* **WHAT THE TASK ASKS**: Reproduce the data below with "vegetation" swapped for "foliage" and everything else left as is, and leave the pictures out.

* **DATA SUPPLIED**:

☆ ☆ ☆ ☆

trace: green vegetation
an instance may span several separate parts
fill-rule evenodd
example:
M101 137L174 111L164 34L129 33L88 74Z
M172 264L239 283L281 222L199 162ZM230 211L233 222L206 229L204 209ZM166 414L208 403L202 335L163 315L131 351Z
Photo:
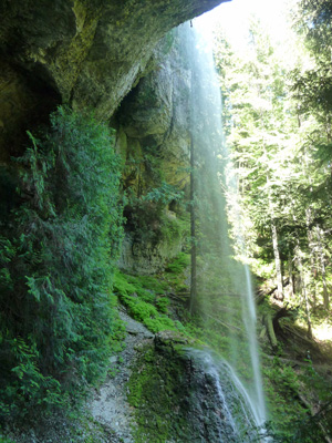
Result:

☆ ☆ ☆ ☆

* **THE ANSWER**:
trace: green foliage
an instance may span several separate parts
fill-rule evenodd
example:
M101 137L174 111L164 34L129 33L88 74Z
M172 264L239 283L281 222L199 162ZM230 211L233 222L206 229L204 209ZM166 414L208 403L202 335L163 315L131 351Z
Photo:
Result:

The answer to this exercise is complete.